How to complete this task - What you give back should be exactly the opening lines of the data, ending with the line that contains "Target: wooden bowl" and including it.

(Natural-language object grounding data)

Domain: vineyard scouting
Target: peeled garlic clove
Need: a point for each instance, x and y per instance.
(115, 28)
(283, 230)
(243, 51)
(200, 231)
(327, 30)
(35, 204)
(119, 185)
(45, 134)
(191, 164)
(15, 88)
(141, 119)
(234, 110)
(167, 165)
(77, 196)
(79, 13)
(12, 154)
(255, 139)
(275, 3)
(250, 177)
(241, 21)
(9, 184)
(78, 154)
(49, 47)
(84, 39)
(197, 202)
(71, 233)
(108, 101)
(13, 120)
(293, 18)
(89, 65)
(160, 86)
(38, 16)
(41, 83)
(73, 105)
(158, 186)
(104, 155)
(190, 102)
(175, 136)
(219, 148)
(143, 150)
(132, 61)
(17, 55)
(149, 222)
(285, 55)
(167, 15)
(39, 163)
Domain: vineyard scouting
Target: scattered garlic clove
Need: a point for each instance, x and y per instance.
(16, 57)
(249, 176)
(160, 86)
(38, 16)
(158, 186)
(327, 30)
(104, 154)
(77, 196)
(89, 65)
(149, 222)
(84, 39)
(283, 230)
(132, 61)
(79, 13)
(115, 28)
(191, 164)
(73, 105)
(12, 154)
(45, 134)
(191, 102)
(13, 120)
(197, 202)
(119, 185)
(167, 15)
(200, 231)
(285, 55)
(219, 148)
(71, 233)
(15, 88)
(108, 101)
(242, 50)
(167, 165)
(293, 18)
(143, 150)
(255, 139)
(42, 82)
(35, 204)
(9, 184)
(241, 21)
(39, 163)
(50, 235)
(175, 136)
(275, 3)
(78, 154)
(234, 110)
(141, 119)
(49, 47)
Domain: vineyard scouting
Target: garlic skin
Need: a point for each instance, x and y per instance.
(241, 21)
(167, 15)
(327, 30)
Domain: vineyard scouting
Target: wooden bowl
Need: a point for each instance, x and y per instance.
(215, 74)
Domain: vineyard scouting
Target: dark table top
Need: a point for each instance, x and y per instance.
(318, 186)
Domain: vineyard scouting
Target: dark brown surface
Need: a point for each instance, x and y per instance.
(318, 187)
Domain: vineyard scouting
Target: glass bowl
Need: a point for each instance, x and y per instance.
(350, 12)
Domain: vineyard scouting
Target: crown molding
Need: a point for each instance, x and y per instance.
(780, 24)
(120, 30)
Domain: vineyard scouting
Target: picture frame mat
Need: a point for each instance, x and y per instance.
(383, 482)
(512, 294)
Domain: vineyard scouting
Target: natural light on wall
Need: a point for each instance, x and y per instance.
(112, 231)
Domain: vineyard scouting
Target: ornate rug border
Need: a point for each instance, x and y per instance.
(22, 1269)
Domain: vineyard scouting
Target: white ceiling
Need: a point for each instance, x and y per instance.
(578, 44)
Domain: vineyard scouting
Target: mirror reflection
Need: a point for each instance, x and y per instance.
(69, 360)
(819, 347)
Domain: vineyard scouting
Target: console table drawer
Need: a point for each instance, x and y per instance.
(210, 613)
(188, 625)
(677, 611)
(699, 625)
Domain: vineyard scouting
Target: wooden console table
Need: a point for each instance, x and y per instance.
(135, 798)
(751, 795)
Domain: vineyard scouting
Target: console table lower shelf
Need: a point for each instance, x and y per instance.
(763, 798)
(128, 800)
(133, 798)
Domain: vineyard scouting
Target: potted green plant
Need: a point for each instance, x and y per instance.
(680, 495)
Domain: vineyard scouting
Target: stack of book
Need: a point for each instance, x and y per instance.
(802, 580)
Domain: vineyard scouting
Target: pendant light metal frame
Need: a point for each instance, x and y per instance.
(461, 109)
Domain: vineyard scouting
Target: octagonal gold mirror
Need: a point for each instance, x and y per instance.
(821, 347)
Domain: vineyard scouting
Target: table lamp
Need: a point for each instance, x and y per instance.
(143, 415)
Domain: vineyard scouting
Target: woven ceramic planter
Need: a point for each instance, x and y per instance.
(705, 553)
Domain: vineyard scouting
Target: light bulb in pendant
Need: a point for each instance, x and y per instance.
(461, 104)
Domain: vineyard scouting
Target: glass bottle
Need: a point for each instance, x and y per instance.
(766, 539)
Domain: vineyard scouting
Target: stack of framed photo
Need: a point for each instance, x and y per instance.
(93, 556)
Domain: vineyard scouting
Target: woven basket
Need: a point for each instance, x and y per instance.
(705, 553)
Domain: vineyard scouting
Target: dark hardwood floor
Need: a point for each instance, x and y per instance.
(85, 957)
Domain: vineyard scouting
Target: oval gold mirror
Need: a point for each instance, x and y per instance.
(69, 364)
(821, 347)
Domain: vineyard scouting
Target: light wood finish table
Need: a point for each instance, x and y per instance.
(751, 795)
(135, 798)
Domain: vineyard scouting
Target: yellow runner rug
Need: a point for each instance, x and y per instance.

Answer area -
Domain: vineyard scouting
Target: peeled garlic clove
Need: a point for each instance, x and y per instance.
(115, 28)
(283, 230)
(243, 51)
(200, 231)
(327, 30)
(35, 204)
(119, 185)
(45, 134)
(191, 164)
(15, 88)
(141, 119)
(234, 110)
(167, 165)
(77, 196)
(79, 13)
(12, 154)
(255, 139)
(275, 3)
(250, 177)
(241, 21)
(9, 184)
(78, 154)
(49, 47)
(84, 39)
(197, 202)
(71, 233)
(108, 101)
(13, 120)
(293, 18)
(89, 65)
(160, 86)
(38, 16)
(41, 83)
(73, 105)
(158, 186)
(104, 155)
(190, 102)
(175, 136)
(219, 148)
(143, 150)
(132, 61)
(17, 55)
(149, 222)
(285, 55)
(167, 15)
(39, 163)
Domain: vineyard scouting
Target: scattered garlic clove
Need: a point for each instance, x and y per instance.
(16, 57)
(249, 176)
(160, 86)
(38, 16)
(158, 186)
(327, 30)
(104, 154)
(77, 196)
(89, 65)
(149, 222)
(84, 39)
(283, 230)
(132, 61)
(79, 13)
(115, 28)
(191, 164)
(73, 105)
(12, 154)
(45, 134)
(191, 102)
(13, 120)
(197, 202)
(119, 185)
(167, 15)
(200, 231)
(285, 55)
(219, 148)
(71, 233)
(15, 88)
(108, 101)
(242, 50)
(167, 165)
(293, 18)
(143, 150)
(255, 139)
(42, 82)
(35, 204)
(9, 184)
(241, 21)
(39, 163)
(50, 235)
(175, 136)
(275, 3)
(78, 154)
(234, 110)
(141, 119)
(49, 47)
Domain: vineyard scouting
Target: garlic skin
Need: a point for each instance, x and y per instance.
(241, 21)
(167, 15)
(327, 30)
Domain: vineyard scouting
Target: wooden bowl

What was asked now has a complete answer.